# Task objective
Repeat every line of the material, character for character.

-*-*-

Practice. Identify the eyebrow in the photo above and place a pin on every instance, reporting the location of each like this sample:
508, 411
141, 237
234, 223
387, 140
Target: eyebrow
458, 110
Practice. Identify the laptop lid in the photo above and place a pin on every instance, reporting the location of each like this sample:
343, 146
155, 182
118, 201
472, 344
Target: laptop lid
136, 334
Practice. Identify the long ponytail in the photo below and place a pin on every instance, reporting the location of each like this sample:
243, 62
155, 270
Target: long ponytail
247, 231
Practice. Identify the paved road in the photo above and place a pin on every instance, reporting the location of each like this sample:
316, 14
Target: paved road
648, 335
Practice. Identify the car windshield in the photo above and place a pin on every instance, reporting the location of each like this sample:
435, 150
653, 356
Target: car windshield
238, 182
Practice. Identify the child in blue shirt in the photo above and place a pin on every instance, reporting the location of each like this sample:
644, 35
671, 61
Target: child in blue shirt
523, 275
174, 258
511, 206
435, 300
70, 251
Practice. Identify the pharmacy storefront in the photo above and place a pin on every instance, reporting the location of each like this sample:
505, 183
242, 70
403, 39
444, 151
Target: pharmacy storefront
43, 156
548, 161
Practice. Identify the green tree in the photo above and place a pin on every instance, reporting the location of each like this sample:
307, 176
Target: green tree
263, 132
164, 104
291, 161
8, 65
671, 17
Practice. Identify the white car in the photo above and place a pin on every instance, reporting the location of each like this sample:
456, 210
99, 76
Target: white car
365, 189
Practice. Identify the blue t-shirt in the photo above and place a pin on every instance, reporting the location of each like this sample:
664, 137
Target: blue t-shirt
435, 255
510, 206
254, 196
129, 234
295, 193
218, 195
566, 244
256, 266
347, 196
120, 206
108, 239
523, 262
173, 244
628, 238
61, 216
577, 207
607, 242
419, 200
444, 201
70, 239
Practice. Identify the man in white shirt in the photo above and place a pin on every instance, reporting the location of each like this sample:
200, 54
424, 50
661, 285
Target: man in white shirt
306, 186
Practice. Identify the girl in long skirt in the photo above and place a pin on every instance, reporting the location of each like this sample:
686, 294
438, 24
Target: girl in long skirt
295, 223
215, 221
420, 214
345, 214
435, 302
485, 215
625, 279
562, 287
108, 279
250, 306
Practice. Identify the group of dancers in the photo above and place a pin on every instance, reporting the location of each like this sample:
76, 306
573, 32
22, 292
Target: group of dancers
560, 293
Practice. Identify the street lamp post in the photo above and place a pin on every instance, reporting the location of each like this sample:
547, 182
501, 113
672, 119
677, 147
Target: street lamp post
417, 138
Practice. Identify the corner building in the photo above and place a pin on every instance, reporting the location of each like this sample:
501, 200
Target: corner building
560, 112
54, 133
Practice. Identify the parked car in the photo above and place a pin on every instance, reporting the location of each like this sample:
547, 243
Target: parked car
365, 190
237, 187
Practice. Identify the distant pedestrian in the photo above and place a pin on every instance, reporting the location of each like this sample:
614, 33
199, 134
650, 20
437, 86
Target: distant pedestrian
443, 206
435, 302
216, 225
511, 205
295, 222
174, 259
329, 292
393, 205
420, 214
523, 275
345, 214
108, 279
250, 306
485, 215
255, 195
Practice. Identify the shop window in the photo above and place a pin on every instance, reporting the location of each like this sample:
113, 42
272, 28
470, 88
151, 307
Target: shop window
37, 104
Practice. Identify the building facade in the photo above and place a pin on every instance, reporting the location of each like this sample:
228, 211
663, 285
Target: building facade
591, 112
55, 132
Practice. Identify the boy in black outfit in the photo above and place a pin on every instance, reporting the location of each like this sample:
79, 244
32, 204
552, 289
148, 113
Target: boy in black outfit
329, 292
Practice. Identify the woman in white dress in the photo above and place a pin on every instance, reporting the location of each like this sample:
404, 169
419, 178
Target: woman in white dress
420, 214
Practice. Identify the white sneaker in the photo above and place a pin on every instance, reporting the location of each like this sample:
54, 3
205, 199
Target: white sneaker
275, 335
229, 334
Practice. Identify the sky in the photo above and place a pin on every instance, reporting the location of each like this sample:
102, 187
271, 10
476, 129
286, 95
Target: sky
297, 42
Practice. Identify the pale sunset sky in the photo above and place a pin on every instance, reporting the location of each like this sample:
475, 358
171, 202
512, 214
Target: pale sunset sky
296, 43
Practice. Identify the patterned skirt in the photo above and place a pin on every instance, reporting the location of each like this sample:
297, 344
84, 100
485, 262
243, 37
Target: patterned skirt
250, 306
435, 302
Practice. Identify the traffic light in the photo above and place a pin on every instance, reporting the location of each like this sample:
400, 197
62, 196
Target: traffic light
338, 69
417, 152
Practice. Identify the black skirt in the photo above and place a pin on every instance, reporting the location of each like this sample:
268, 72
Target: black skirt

-*-*-

# Written answer
Practice. Identify the eyebrow in the photo above and place a pin on every instance, reporting the location of each like this sample:
508, 411
141, 237
234, 223
387, 140
Target: eyebrow
458, 110
Practice. Identify the laptop lid in the photo above and place a pin on every instance, reporting the location of each like this sample:
343, 146
155, 182
118, 201
472, 344
Target: laptop lid
136, 334
Practice. Identify the long ponytail in the photo below and place a pin on every instance, reporting the location of each like this sample:
243, 62
155, 270
Target: long ponytail
247, 231
Practice. Identify the paved road in the photo above and place a pin on every instance, reporting the location of each like this sample:
316, 14
Target: paved road
648, 335
Practice. Identify the car windshield in the photo above and place a pin on every instance, reporting the location of each like this sample:
435, 150
653, 356
Target: car windshield
238, 182
Practice. Identify the child in blue shirt in the photo above and place a pin on every instance, reporting the location of each like this sample:
644, 35
671, 61
Target: child in blue shirt
523, 275
174, 258
511, 206
435, 300
70, 251
Practice. Identify the pharmacy storefront in the photo above and place a pin on every instance, reporting the location of each like this sample:
505, 183
242, 70
403, 39
444, 151
Target: pharmacy storefront
43, 156
548, 161
Practice. Identify the green tree in the photo above and place a pin on every instance, reporting the location of each like this sample:
307, 176
Target: green tree
263, 132
164, 104
291, 161
8, 65
671, 17
Practice. Identify the white car in the photo above and place a pin on every instance, reporting the location of each like this sample:
456, 210
99, 76
Target: white car
365, 189
Practice. Identify the blue t-shirt in the photo above and place a pin on every instance, reporting the location of each like this sample:
664, 137
Target: blue t-shirt
435, 255
510, 206
254, 196
129, 234
295, 193
218, 195
566, 244
256, 266
347, 196
120, 206
108, 239
523, 262
173, 244
628, 238
61, 216
577, 207
607, 242
419, 200
444, 201
70, 239
Practice. Identify the man in white shirt in the photo above and place a pin on every instance, reporting the location of each like this sample:
200, 54
424, 50
661, 285
Target: man in white shirt
306, 186
Practice. Identify the girl in long skirt in the photo above and place a pin on every instance, reporting the location of each like this sample:
686, 294
438, 24
Target: girl in long skirt
295, 223
215, 221
420, 214
345, 214
435, 302
485, 215
625, 279
562, 287
108, 279
250, 306
Practice. Identify the group of dancers in the photo above and place a pin on every instance, reporting the location of each like this sample:
76, 306
573, 32
22, 292
Target: group of dancers
560, 293
Practice. Identify the street lamp post in the photo above and place a pin on every instance, reporting the location of each like this sample:
547, 182
501, 113
672, 119
677, 147
Target: street lamp post
417, 138
Practice. Identify the corner building in the photo above and place a pin on every instance, reporting the location of each like this sample:
501, 200
Target: corner building
560, 112
54, 133
Practice. Identify the parked car in the photo above and place a pin on every instance, reporting the location of each like this sample:
547, 243
Target: parked car
365, 190
237, 187
Practice. Identify the distant pedestrian in the photo above and place a pin on every instance, reporting the location of each like this sample:
614, 33
199, 134
650, 20
437, 86
Target: distant pedestrian
443, 206
435, 302
216, 225
511, 205
295, 222
174, 259
329, 292
393, 205
420, 214
523, 275
345, 214
108, 279
250, 306
485, 215
255, 195
Practice. Identify the shop window in the photo above and place a pin on every instance, reporting the location of each like this sample:
113, 42
272, 28
470, 88
151, 307
Target: shop window
37, 104
Practice. Identify the building facade in the photo above and place a pin on every instance, reporting the location of each like this sample:
228, 211
663, 285
Target: building facade
591, 112
55, 132
Practice. Identify the boy in black outfit in the photo above and place a pin on every instance, reporting the location of each like this sample:
79, 244
32, 204
552, 289
148, 113
Target: boy in black outfit
329, 292
Practice. Identify the woman in white dress in the photo above and place a pin on every instance, reporting the location of each like this sample:
404, 169
419, 178
Target: woman in white dress
420, 214
Practice. Identify the white sneaker in the photo above and place a pin on every instance, reporting the location of each like this sample:
54, 3
205, 199
Target: white sneaker
275, 335
229, 334
Practice. Identify the sky in the photo above and place a pin on every instance, reporting the location of each like this sample:
102, 187
271, 10
476, 129
286, 95
Target: sky
297, 42
Practice. Identify the pale sunset sky in the photo above and place a pin on every instance, reporting the location of each like this sample:
475, 358
171, 202
512, 214
Target: pale sunset sky
296, 43
Practice. Identify the patterned skirt in the photo above and place a pin on every instance, reporting the location of each like this sample:
297, 344
84, 100
485, 262
243, 37
Target: patterned skirt
250, 306
435, 302
Practice. Identify the traffic light in the photo above and place a pin on every instance, reporting the location of each like this sample:
400, 197
62, 196
Target: traffic light
338, 69
417, 152
Practice. Identify the black skirt in the photo above and place a pin on every instance, reporting the location of each like this sample:
268, 72
Target: black skirt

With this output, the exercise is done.